→ **WORK REQUIRED**: Find every line in the data below that contains the word "lawn", and copy each one in full. Matching is case-sensitive.

***** RECORDS SHOWN *****

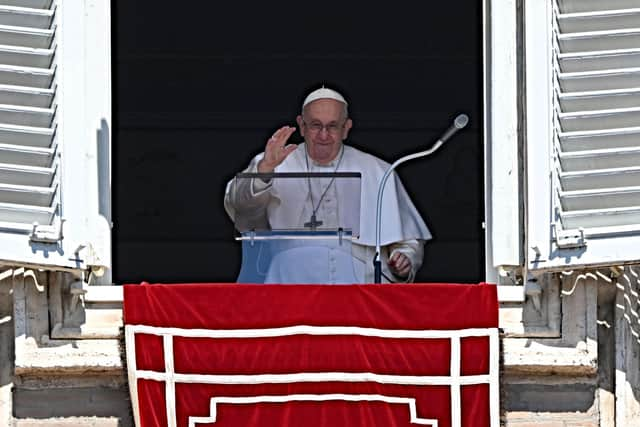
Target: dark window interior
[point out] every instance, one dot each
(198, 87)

*****
***** RECORDS SHOWN *****

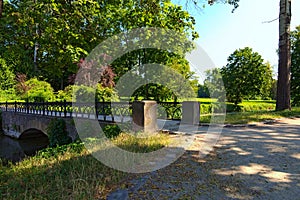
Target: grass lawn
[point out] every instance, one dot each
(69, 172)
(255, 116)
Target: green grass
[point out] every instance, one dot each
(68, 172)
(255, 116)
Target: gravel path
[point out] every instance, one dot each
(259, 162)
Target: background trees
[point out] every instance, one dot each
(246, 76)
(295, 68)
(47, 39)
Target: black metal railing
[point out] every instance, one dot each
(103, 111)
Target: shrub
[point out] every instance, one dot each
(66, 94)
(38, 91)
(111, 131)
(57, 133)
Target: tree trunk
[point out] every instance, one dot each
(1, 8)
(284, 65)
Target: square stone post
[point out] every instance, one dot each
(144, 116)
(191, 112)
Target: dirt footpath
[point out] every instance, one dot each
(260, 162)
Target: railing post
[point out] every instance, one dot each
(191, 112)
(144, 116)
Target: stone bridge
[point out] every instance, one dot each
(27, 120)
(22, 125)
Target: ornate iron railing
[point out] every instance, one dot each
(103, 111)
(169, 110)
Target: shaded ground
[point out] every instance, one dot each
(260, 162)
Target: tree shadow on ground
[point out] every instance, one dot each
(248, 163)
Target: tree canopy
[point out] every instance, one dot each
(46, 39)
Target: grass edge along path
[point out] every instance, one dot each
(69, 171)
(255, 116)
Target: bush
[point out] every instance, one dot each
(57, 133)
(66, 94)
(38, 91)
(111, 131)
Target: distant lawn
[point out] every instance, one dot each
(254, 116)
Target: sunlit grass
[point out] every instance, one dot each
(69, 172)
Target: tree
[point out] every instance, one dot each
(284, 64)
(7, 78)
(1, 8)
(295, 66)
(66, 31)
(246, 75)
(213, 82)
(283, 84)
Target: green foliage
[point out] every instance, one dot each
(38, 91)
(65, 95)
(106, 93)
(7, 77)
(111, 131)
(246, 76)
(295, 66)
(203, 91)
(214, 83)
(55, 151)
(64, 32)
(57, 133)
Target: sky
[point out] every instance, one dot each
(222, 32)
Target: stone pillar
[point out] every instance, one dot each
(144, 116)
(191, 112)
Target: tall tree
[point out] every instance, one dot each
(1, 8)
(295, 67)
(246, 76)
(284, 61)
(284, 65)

*****

→ **REPLY TO THE TASK**:
Target: grass lawn
Target: distant lawn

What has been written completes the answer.